▸ Work instructions: Reproduce only the lines from the line containing "Query: white bench" to the end of the entries below, including both of those lines.

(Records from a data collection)
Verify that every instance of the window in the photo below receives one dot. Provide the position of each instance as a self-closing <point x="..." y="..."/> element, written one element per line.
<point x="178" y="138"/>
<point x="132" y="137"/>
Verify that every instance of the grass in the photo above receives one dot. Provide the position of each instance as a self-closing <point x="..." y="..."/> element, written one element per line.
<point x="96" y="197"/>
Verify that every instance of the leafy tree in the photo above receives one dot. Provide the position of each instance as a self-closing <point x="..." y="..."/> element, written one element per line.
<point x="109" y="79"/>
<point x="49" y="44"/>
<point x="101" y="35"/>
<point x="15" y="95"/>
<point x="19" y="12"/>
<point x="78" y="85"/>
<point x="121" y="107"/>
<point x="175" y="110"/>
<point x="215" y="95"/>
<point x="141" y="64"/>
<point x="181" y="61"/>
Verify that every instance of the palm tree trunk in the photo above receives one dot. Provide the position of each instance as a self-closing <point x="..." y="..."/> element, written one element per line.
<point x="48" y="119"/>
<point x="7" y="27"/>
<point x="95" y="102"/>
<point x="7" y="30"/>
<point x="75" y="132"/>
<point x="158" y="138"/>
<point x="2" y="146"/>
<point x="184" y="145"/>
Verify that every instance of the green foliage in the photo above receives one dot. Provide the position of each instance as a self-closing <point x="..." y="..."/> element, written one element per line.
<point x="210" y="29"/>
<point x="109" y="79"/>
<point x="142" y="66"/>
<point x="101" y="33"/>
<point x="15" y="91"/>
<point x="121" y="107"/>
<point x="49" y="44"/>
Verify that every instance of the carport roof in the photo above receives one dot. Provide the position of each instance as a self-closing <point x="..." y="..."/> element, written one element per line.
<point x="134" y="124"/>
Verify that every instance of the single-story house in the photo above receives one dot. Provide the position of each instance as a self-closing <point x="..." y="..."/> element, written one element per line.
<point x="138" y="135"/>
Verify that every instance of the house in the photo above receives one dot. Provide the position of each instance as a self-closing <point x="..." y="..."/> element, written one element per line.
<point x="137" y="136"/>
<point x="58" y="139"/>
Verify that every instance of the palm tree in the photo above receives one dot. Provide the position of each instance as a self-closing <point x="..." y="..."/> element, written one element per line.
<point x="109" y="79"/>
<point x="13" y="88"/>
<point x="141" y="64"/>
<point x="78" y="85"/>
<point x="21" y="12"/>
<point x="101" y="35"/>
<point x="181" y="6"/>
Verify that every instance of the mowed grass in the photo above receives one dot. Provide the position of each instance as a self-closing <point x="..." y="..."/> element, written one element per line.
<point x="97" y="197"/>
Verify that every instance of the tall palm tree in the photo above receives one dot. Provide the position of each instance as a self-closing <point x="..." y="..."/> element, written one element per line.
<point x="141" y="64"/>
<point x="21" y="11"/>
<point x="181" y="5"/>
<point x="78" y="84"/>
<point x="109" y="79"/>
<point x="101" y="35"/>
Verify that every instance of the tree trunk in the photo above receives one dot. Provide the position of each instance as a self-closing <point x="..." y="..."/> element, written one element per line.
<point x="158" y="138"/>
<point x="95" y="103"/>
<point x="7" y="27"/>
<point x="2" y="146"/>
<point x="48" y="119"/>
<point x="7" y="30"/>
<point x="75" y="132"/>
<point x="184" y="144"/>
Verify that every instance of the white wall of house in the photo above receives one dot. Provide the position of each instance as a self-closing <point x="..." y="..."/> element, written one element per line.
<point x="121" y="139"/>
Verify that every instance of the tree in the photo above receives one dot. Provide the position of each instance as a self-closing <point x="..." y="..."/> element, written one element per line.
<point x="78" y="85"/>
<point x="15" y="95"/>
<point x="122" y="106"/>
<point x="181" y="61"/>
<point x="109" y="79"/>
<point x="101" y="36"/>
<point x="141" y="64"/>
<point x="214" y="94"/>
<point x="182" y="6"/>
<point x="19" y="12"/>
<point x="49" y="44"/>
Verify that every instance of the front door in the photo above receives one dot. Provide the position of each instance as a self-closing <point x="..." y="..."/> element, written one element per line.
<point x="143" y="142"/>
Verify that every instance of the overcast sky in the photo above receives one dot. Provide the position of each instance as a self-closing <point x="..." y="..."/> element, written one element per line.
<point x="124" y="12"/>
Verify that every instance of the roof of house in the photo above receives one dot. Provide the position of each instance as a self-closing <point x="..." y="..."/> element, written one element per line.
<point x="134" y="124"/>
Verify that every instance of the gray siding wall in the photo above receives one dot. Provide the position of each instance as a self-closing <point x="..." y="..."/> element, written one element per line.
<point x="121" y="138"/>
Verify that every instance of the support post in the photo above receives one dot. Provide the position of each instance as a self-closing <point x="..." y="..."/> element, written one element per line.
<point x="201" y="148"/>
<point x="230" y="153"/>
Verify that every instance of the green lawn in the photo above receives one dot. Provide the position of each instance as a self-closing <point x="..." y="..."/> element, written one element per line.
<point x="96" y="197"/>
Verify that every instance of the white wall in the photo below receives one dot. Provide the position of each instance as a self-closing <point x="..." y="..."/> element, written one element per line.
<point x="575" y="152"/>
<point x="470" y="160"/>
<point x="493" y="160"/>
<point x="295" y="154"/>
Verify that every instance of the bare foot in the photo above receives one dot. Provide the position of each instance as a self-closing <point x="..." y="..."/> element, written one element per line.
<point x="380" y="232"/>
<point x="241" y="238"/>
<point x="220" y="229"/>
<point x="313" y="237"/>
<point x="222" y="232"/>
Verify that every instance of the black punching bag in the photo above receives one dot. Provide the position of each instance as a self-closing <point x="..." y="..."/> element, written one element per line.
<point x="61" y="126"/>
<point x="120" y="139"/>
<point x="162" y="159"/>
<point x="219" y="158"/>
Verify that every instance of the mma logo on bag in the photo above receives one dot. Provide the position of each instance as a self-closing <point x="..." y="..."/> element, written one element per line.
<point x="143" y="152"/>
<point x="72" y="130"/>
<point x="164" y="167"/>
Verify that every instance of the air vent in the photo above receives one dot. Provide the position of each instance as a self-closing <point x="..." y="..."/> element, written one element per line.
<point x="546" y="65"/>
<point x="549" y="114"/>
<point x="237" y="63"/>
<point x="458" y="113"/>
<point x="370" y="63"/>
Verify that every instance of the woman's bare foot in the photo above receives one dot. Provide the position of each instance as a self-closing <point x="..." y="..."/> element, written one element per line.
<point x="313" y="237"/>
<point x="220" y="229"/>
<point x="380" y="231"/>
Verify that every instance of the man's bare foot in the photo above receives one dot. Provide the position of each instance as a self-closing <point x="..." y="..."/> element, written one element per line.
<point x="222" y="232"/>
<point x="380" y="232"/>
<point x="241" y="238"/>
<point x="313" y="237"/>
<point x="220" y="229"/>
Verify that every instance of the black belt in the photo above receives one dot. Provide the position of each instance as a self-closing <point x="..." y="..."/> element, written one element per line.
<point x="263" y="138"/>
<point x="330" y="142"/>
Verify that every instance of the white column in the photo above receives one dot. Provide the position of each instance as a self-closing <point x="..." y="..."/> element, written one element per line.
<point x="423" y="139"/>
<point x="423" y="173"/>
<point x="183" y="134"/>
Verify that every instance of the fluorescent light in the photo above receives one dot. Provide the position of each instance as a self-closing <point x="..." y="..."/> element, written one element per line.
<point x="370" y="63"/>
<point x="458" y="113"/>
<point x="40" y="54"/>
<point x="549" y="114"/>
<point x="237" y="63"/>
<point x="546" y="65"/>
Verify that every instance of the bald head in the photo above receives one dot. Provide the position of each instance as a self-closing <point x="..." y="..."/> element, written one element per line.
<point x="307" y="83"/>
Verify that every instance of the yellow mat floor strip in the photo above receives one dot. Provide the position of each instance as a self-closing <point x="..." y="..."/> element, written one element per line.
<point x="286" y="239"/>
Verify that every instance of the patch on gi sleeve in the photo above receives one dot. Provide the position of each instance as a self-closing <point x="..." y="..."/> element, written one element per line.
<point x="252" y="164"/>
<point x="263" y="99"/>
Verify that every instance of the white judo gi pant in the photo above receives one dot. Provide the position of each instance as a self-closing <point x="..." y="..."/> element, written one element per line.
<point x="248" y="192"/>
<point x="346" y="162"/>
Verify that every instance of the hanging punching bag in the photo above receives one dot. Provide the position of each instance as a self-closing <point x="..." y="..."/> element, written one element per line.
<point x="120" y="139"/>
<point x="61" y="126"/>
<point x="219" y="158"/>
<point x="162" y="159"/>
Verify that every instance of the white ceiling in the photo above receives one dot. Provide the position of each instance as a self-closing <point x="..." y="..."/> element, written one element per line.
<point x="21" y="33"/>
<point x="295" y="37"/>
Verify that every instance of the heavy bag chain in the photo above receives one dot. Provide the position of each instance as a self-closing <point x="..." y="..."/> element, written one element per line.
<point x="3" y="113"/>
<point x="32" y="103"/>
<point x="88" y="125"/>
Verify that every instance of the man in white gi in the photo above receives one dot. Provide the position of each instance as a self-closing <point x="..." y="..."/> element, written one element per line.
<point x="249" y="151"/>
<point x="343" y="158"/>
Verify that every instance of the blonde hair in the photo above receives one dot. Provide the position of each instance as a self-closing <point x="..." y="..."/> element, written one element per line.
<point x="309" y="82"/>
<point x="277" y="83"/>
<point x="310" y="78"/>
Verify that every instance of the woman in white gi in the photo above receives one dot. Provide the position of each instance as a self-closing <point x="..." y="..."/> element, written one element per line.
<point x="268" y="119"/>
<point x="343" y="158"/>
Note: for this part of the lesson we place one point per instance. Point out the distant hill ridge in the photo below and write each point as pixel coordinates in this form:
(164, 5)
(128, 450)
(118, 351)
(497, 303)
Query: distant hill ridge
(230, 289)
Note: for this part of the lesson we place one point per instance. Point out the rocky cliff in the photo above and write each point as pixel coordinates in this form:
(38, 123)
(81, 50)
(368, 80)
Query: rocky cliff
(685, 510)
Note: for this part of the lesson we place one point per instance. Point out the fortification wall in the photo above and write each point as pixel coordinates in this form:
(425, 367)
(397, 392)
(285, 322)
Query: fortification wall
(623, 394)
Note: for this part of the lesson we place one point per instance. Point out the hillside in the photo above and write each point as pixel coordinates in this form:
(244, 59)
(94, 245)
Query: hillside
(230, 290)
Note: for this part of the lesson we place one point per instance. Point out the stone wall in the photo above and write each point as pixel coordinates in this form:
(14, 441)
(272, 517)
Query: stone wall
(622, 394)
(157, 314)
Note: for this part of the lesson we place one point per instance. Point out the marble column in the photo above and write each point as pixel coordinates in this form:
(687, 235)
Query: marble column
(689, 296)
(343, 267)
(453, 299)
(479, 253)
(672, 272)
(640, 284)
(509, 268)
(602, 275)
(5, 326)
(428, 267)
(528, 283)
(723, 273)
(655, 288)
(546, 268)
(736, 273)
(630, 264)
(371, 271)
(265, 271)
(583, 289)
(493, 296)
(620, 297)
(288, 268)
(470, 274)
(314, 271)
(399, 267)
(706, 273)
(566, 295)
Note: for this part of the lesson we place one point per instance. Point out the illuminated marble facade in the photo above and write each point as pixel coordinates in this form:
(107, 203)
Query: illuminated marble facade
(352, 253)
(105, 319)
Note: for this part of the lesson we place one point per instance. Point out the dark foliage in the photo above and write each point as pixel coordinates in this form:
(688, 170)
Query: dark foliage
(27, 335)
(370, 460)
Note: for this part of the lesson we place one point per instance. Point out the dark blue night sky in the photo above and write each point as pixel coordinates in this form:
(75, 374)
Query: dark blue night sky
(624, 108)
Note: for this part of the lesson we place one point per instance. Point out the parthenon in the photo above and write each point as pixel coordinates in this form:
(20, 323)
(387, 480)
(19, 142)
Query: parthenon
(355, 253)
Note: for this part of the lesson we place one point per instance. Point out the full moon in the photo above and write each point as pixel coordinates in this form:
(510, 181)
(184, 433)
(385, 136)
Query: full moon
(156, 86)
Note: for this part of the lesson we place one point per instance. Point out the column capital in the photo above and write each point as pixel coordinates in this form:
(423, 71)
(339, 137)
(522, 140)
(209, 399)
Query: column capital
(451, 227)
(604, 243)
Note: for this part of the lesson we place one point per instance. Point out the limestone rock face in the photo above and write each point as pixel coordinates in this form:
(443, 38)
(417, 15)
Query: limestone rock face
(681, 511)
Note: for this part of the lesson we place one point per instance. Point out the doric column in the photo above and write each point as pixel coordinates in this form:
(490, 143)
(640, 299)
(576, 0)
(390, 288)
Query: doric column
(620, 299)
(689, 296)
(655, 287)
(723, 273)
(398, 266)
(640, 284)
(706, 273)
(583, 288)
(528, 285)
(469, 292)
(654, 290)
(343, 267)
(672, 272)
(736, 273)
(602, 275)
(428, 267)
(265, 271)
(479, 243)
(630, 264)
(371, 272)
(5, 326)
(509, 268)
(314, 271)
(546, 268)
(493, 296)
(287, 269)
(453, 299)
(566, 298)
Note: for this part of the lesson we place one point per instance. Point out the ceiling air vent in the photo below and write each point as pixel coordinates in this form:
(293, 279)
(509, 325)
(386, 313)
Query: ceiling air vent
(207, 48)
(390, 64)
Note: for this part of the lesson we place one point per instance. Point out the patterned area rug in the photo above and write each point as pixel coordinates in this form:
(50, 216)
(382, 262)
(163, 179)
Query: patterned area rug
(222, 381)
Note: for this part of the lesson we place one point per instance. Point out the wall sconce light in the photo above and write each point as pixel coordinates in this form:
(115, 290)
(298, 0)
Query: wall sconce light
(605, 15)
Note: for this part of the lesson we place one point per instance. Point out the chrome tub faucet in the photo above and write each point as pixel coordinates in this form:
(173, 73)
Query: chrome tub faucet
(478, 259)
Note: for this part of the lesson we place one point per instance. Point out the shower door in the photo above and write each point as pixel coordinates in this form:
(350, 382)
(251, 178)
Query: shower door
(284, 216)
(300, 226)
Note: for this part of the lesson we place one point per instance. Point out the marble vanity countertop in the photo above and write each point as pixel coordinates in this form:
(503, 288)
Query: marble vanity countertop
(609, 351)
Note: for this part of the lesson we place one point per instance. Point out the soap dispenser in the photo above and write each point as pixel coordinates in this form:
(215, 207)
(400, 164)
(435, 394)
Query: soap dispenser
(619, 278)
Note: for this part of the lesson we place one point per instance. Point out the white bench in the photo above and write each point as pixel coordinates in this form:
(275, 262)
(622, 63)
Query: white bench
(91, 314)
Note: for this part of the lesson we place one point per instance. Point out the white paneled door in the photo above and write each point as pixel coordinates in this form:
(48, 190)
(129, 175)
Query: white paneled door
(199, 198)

▸ Worked solution:
Query: white bench
(91, 314)
Note: for this part of the lesson we place one point per instance. Point out the white paneled door in the photo above and write each point as pixel coordinates in this form:
(48, 190)
(129, 175)
Query: white paneled door
(199, 198)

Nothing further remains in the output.